### Текст для чтения:
Потом он стал мне рассказывать про Эрну Грун, жену генерал-фельдмаршала и военного министра фон Бломберга. Его трясло от хохота. "Знали бы вы, какое это было наслаждение для меня и для Геббельса. Мы выложили на стол генерала Кейтеля, зятя Бломберга, пять фотографий этой дамы из архива полиции нравов. По обычным представлениям об офицерской чести после такого скандала старику Бломбергу оставалось только одно: пустить себе пулю в лоб. Обычная отставка не могла смыть с него такой позор".
После полуночи Хельдорфу захотелось перекинуться и картишки. Мы сыграли, не скупясь на ставки. Граф почувствовал себя в родной стихии и без труда выиграл. Наконец мы встали. Прощаясь, он предложил мне встретиться, чтобы поиграть снова. Однако больше я его не видел. После неудачного покушения на Гитлера 20 июля 1944 года волна террора
В числе жертв 20 июля был граф Штауффенберг, мой товарищ но дрезденскому военному училищу. Я хорошо помнил этого человека и питал к нему самое глубокое уважение. Он нарушил воинскую присягу, ибо понял, что верность ей равносильна убийству или, если угодно, самоубийству целого народа.
Случайно именно в этот день ко мне пришла мать. Укрываясь от круглосуточных бомбежек Берлина, она жила в сельской местности, но часто навещала меня.
Вслед за покушением на Гитлера начался страшный судебный процесс, затронувший не только участников военного путча, но и их родных. Никто не мог знать, минует ли его эта чудовищная, кровопролитная акция мести. Многие немцы помнят по сей день, какой жуткий страх охватил тогда буквально всю страну, и не столько боязнь погибнуть под бомбами, сколько чувство полнейшей беззащитности перед произволом нацистского государства, перед безумным кровавым террором режима, уже обреченного на смерть.

### Ваша задача:
Воспроизведите дословно отрывок из текста для чтения, начиная со слов «После полуночи Хельдорфу» и заканчивая словами «часто навещала меня.». Эти записи с текстом никак не связаны.

### Выдержка из данных:
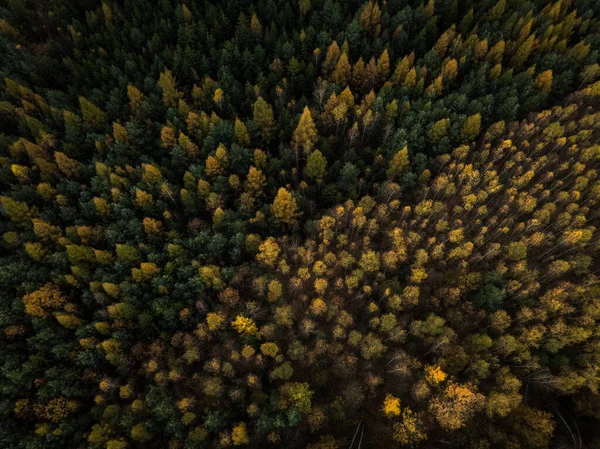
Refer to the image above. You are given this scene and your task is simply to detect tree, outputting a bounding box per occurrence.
[386,147,410,179]
[377,49,390,83]
[158,69,183,108]
[79,95,108,128]
[429,383,485,430]
[383,393,400,418]
[271,187,300,225]
[332,53,352,86]
[427,118,450,143]
[460,112,481,143]
[534,69,552,94]
[253,97,275,143]
[306,150,327,182]
[292,106,318,154]
[234,117,250,147]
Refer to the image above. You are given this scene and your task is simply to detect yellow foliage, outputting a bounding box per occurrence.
[383,394,400,418]
[231,315,259,337]
[425,365,448,385]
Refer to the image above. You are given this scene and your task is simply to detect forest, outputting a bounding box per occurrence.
[0,0,600,449]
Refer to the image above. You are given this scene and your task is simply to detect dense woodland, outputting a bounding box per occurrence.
[0,0,600,449]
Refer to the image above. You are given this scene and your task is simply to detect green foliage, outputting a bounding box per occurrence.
[0,0,600,449]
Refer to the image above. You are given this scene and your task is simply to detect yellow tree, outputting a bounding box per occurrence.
[271,187,300,225]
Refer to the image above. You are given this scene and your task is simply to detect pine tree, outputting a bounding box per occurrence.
[234,117,250,147]
[377,49,390,83]
[427,118,450,143]
[253,97,275,143]
[533,69,552,94]
[460,112,481,143]
[292,106,318,154]
[386,147,410,179]
[331,53,352,87]
[306,150,327,182]
[271,187,299,225]
[158,69,183,108]
[79,96,108,128]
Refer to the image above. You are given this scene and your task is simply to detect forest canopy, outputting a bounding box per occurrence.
[0,0,600,449]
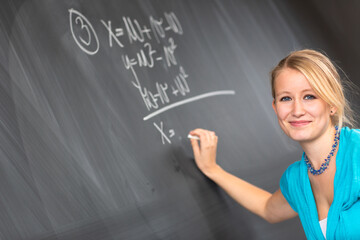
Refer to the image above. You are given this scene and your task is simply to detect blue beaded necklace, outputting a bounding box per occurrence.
[304,126,340,175]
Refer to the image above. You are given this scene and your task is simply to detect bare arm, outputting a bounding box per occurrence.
[190,129,297,223]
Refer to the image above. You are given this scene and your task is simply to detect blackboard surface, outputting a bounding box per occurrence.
[0,0,358,240]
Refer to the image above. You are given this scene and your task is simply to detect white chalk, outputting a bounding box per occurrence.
[188,134,200,140]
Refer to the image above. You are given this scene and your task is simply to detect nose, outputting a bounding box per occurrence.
[292,100,305,117]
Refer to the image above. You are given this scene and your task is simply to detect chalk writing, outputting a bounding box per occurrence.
[153,122,175,144]
[69,9,99,55]
[68,9,235,144]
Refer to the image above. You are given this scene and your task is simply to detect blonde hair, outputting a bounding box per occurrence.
[271,49,354,129]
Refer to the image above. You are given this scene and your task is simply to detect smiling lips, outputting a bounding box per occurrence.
[289,120,311,127]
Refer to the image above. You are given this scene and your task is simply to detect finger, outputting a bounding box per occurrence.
[190,139,200,158]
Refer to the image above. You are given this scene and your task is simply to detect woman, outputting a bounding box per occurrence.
[190,49,360,239]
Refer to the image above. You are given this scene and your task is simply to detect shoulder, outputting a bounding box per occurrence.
[284,161,301,176]
[280,161,301,212]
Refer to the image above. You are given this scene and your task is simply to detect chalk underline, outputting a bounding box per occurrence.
[143,90,235,121]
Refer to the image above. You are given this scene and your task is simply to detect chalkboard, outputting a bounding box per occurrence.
[0,0,358,239]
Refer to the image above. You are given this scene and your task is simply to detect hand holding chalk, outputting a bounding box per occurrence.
[188,134,200,140]
[188,128,219,176]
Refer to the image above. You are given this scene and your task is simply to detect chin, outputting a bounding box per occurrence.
[283,127,310,142]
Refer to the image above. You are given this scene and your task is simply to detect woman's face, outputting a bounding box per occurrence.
[273,68,335,142]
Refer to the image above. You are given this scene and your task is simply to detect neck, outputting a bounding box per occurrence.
[300,125,335,169]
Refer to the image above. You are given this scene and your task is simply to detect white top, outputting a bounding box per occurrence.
[319,218,327,239]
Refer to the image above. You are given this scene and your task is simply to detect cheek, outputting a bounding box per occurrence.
[276,105,290,120]
[307,104,330,117]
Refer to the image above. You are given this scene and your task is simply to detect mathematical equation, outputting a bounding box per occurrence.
[68,9,194,144]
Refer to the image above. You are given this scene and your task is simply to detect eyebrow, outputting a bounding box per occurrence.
[275,88,314,96]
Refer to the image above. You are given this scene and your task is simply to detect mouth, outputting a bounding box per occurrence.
[289,120,311,127]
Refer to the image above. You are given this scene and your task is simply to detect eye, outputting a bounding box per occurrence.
[280,97,291,102]
[304,95,316,100]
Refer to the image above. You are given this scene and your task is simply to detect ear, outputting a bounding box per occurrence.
[330,106,337,116]
[272,99,277,114]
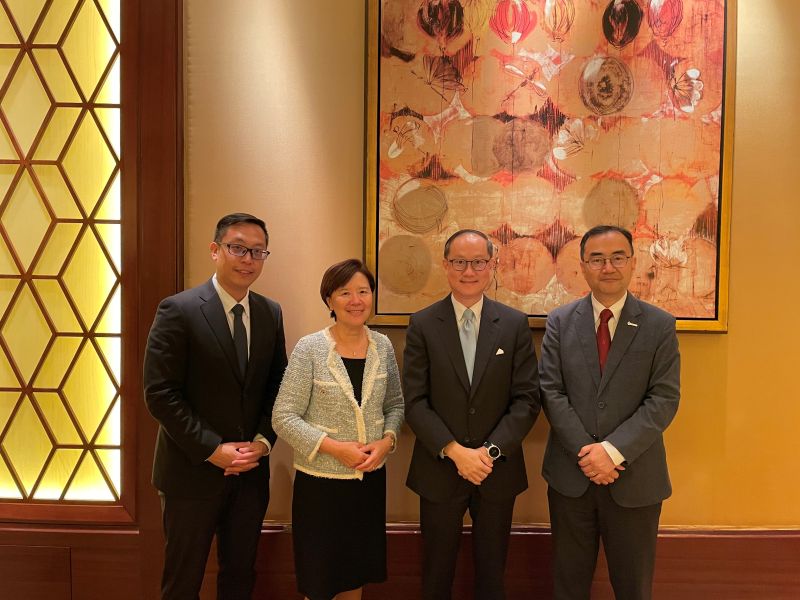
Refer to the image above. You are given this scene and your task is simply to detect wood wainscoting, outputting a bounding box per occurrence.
[244,524,800,600]
[0,524,800,600]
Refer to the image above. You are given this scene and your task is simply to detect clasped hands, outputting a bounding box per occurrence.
[208,442,267,477]
[578,443,625,485]
[444,441,494,485]
[320,435,392,471]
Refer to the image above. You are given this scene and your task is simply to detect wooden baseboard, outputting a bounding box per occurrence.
[0,523,800,600]
[247,524,800,600]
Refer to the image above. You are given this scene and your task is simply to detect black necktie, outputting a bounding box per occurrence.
[597,308,614,373]
[231,304,247,377]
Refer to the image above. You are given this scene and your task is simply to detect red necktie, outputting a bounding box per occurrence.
[597,308,614,374]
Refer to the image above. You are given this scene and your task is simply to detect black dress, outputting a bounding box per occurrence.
[292,357,386,600]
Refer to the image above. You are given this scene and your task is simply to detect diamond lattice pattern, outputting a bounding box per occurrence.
[0,0,123,502]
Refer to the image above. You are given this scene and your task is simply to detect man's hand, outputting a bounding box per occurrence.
[578,443,625,485]
[208,442,266,476]
[444,441,494,485]
[356,436,392,471]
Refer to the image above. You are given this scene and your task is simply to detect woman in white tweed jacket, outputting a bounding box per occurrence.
[272,259,403,600]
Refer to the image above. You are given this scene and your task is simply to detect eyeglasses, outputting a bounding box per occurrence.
[583,254,631,271]
[447,258,489,271]
[217,242,269,260]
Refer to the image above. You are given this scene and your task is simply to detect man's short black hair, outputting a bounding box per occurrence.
[214,213,269,246]
[444,229,494,258]
[581,225,633,260]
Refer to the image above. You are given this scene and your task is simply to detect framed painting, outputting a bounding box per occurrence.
[365,0,736,331]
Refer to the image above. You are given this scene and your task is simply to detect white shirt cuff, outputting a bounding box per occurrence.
[600,441,625,467]
[253,433,272,456]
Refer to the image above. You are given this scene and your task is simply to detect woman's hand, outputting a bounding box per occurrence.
[319,437,370,469]
[355,435,392,471]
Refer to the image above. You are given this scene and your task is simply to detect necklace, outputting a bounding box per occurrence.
[331,327,369,358]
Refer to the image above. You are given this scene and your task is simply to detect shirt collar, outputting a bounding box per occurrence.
[592,291,628,323]
[211,273,250,315]
[450,294,483,323]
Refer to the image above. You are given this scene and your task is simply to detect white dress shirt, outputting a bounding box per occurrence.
[592,292,628,465]
[211,273,272,456]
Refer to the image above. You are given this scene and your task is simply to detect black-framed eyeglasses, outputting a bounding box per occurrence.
[220,244,269,260]
[447,258,489,271]
[583,254,631,271]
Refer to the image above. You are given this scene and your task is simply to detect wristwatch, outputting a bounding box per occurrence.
[483,442,503,462]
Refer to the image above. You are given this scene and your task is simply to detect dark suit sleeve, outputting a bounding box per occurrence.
[258,302,288,447]
[403,316,456,456]
[539,313,596,460]
[606,318,681,463]
[144,298,222,464]
[489,316,541,455]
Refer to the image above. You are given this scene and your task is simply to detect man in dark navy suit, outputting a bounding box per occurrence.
[540,225,680,600]
[144,213,286,600]
[403,229,539,600]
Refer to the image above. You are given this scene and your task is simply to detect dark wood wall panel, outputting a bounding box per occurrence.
[0,527,142,600]
[208,525,800,600]
[0,546,72,600]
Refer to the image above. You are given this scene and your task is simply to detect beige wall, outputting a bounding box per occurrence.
[185,0,800,527]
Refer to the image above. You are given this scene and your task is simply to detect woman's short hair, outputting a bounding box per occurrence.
[319,258,375,319]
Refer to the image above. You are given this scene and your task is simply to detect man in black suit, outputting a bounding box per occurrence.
[144,213,286,600]
[540,225,680,600]
[403,229,539,600]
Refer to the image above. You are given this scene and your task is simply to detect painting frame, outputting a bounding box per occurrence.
[364,0,737,333]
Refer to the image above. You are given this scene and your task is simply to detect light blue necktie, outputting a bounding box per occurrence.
[458,308,478,383]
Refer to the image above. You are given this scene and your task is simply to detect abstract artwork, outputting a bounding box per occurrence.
[365,0,735,331]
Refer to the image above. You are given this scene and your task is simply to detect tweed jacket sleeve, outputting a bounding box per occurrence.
[272,336,327,460]
[382,334,405,452]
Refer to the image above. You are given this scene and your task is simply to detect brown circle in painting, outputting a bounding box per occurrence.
[492,119,552,173]
[497,238,555,294]
[583,179,639,231]
[378,235,431,294]
[556,238,589,296]
[580,56,633,115]
[392,179,447,233]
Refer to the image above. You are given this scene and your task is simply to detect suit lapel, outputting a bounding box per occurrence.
[437,295,477,391]
[325,327,362,406]
[598,292,642,393]
[575,294,600,388]
[468,297,500,397]
[200,279,244,383]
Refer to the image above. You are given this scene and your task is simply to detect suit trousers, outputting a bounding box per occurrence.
[420,485,515,600]
[547,483,661,600]
[160,469,269,600]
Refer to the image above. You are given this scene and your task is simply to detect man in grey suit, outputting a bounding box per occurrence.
[539,225,680,600]
[403,229,540,600]
[144,213,286,600]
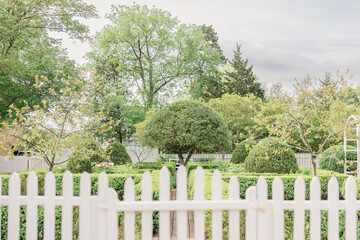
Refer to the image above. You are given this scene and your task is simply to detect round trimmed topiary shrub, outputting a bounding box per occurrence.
[245,137,299,174]
[106,142,132,165]
[230,140,256,163]
[319,145,356,173]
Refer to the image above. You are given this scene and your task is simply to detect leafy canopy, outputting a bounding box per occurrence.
[140,101,231,165]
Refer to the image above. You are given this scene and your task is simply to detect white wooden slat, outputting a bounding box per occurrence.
[256,176,272,240]
[95,172,109,239]
[272,177,285,239]
[194,166,205,240]
[8,173,21,239]
[245,186,260,240]
[0,175,2,230]
[310,177,321,240]
[141,171,153,240]
[26,172,38,240]
[124,177,135,240]
[44,172,56,240]
[294,177,305,240]
[61,171,74,240]
[345,176,357,240]
[328,176,339,240]
[106,188,118,240]
[229,176,241,240]
[159,166,170,240]
[176,165,188,240]
[211,169,223,240]
[79,172,92,240]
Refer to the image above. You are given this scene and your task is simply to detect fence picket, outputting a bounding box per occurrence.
[272,176,285,239]
[44,172,56,240]
[310,177,321,240]
[95,172,109,239]
[8,173,21,239]
[328,176,339,240]
[345,176,357,240]
[294,177,305,240]
[256,176,272,240]
[79,172,92,240]
[229,176,241,240]
[211,169,223,240]
[141,171,153,240]
[194,166,205,240]
[61,171,74,239]
[26,172,38,240]
[176,165,188,240]
[106,188,118,240]
[245,186,260,240]
[124,177,135,240]
[159,166,170,240]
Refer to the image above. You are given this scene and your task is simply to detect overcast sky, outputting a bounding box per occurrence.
[56,0,360,88]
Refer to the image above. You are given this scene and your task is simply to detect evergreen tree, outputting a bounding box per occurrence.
[223,43,265,99]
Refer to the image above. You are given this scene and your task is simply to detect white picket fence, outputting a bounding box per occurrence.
[0,166,360,240]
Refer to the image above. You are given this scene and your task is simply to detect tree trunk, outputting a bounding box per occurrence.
[311,154,317,177]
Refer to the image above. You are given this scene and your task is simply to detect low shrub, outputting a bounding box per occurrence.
[319,145,356,173]
[245,137,299,174]
[230,140,256,163]
[106,142,132,165]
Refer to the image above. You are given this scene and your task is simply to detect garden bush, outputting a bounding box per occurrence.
[319,145,356,173]
[230,140,256,163]
[106,142,132,165]
[245,137,299,174]
[66,140,103,173]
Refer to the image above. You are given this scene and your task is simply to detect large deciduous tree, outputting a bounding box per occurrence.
[139,101,231,165]
[0,0,96,119]
[88,4,220,110]
[256,72,358,176]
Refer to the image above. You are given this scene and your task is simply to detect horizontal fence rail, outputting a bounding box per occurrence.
[0,166,360,240]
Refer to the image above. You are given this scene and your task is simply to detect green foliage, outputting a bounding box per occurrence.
[88,4,220,110]
[230,140,256,163]
[319,145,356,173]
[245,137,299,174]
[221,43,265,99]
[106,142,132,165]
[140,101,230,165]
[0,0,97,120]
[208,94,263,147]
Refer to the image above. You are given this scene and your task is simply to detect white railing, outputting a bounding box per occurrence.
[0,166,360,240]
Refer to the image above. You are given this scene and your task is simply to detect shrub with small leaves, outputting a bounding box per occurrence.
[245,137,299,174]
[106,142,132,165]
[230,140,256,163]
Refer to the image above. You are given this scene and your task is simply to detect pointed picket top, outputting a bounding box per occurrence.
[98,172,109,196]
[345,176,357,201]
[310,177,321,200]
[124,177,135,201]
[256,176,268,200]
[9,172,21,195]
[328,176,339,200]
[26,171,38,197]
[80,172,91,196]
[272,176,284,201]
[176,165,187,200]
[159,166,170,201]
[141,171,152,201]
[194,166,205,200]
[229,176,240,200]
[62,171,74,196]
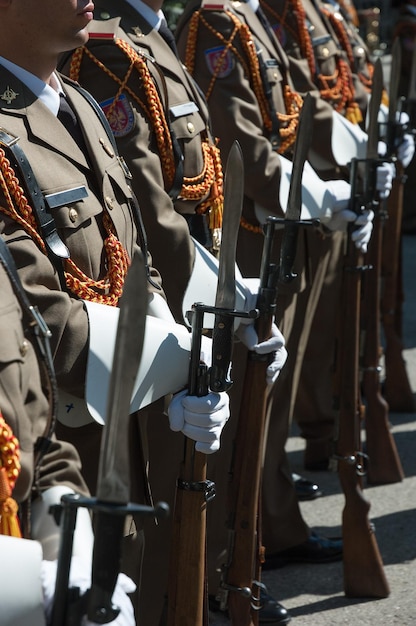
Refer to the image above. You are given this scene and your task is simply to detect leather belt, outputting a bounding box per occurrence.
[0,128,70,259]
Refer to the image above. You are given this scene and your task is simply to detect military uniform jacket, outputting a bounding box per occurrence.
[261,0,371,117]
[176,0,333,288]
[0,265,86,503]
[0,65,163,393]
[59,0,219,321]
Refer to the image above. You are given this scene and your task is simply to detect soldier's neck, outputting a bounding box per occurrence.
[142,0,163,13]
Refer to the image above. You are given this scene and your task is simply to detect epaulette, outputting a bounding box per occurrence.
[89,32,116,41]
[201,0,225,11]
[88,17,120,41]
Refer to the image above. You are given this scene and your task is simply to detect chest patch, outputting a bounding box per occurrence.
[205,46,235,78]
[100,94,134,137]
[272,23,287,48]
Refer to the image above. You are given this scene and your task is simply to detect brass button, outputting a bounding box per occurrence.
[19,339,29,356]
[98,137,114,158]
[69,208,78,223]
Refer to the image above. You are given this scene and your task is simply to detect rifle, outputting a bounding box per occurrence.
[218,95,313,626]
[334,77,389,598]
[52,253,168,626]
[361,60,404,485]
[381,38,416,413]
[168,142,246,626]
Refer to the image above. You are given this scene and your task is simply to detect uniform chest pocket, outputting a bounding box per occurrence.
[44,184,102,229]
[0,302,26,367]
[314,39,339,63]
[170,102,206,141]
[264,59,283,86]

### Письменный ответ:
После полуночи Хельдорфу захотелось перекинуться и картишки. Мы сыграли, не скупясь на ставки. Граф почувствовал себя в родной стихии и без труда выиграл. Наконец мы встали. Прощаясь, он предложил мне встретиться, чтобы поиграть снова. Однако больше я его не видел. После неудачного покушения на Гитлера 20 июля 1944 года волна террора
В числе жертв 20 июля был граф Штауффенберг, мой товарищ но дрезденскому военному училищу. Я хорошо помнил этого человека и питал к нему самое глубокое уважение. Он нарушил воинскую присягу, ибо понял, что верность ей равносильна убийству или, если угодно, самоубийству целого народа.
Случайно именно в этот день ко мне пришла мать. Укрываясь от круглосуточных бомбежек Берлина, она жила в сельской местности, но часто навещала меня.